Identify every line below that contains the word "sunset", and copy each of those lines.

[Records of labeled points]

•••••

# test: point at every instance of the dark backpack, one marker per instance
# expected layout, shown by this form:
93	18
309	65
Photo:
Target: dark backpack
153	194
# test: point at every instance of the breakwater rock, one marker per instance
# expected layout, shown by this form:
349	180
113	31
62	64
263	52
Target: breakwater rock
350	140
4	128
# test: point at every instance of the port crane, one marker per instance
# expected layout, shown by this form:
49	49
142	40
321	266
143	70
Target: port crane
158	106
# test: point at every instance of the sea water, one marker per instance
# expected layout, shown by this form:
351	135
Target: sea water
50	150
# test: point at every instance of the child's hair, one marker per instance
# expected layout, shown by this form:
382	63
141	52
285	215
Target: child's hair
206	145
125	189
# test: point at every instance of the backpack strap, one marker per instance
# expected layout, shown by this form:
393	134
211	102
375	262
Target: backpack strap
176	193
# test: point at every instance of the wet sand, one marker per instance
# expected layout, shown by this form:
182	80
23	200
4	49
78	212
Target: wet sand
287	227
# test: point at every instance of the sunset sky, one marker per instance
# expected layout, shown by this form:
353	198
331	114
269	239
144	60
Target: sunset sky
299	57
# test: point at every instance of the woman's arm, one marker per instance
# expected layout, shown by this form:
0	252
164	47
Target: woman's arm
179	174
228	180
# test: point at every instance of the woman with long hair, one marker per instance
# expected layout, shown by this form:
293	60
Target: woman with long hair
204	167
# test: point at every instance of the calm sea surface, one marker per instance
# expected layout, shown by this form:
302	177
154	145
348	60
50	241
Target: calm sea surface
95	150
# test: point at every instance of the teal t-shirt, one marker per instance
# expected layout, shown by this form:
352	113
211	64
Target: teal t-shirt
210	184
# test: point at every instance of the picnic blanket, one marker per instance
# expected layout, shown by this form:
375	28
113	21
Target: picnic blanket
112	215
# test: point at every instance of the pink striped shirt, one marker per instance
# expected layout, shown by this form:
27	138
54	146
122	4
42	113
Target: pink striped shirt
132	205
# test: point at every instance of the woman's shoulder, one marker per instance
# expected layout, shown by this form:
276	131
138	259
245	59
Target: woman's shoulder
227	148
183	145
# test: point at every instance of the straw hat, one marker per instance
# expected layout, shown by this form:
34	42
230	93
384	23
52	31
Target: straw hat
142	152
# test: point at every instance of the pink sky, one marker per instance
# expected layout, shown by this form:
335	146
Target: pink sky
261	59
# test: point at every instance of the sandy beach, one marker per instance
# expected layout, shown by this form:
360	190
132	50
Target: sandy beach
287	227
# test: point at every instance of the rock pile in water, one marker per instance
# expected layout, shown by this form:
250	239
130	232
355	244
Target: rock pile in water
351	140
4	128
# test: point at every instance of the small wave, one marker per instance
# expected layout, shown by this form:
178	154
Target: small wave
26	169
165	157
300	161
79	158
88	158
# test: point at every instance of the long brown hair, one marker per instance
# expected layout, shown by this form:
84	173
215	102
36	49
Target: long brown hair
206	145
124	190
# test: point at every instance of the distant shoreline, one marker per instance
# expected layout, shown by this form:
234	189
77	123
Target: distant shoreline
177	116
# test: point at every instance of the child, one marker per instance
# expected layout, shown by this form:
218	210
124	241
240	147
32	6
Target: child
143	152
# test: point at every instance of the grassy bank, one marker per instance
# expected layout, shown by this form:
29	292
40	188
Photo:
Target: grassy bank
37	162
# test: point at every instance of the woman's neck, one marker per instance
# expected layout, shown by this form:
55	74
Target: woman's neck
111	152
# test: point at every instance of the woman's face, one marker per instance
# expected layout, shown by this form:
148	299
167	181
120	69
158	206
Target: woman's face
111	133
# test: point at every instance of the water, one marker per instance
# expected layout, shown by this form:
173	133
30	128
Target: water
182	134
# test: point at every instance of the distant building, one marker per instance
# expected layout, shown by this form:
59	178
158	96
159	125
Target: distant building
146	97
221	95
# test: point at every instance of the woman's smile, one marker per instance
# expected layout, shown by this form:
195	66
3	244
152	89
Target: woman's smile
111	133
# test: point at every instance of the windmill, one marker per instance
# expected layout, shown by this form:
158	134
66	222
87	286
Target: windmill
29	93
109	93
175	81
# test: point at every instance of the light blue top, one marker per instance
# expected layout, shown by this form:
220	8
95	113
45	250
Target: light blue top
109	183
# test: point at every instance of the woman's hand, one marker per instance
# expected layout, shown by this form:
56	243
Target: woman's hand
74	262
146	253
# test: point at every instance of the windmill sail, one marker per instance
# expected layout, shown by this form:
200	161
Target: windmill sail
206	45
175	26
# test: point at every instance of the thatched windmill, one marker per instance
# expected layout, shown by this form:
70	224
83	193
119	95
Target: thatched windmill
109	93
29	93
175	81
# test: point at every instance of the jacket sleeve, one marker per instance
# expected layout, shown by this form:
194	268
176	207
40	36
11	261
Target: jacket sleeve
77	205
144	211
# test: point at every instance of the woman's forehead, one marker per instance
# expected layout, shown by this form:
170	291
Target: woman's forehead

•••••

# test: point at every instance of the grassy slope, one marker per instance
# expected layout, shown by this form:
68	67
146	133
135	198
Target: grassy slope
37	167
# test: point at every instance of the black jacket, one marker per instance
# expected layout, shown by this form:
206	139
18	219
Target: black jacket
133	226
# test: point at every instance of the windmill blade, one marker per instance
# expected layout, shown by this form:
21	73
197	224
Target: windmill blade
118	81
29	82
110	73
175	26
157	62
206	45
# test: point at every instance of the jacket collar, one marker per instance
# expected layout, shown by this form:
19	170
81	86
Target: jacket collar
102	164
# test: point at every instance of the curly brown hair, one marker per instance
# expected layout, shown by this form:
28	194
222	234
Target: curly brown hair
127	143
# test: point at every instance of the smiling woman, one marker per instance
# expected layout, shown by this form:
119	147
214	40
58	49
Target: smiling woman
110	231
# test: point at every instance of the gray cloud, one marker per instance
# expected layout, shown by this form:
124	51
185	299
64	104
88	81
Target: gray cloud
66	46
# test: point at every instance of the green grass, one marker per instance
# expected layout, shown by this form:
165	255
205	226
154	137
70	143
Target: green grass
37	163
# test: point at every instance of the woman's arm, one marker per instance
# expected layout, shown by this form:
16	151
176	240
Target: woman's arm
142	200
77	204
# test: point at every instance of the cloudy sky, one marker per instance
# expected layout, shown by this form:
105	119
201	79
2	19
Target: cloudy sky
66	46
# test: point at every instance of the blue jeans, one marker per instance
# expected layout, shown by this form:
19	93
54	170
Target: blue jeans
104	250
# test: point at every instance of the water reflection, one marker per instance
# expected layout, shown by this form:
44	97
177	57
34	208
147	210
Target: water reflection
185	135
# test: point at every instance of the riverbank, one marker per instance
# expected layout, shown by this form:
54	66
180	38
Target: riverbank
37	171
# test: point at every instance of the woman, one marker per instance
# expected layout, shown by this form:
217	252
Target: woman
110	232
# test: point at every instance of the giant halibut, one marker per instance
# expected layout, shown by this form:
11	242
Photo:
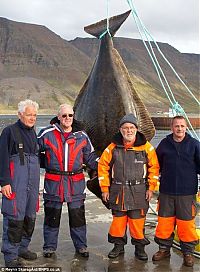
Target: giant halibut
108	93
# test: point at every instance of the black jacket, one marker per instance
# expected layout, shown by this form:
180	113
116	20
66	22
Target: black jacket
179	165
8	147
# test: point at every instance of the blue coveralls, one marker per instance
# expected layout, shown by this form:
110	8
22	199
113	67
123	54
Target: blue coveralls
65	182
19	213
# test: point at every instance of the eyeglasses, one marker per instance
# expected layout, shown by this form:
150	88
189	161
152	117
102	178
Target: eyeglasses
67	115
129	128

•••••

**OUTPUT OF THE EXERCISE**
# test: point at every instance of the sunset sky, one marker per instance
Target: sunset sky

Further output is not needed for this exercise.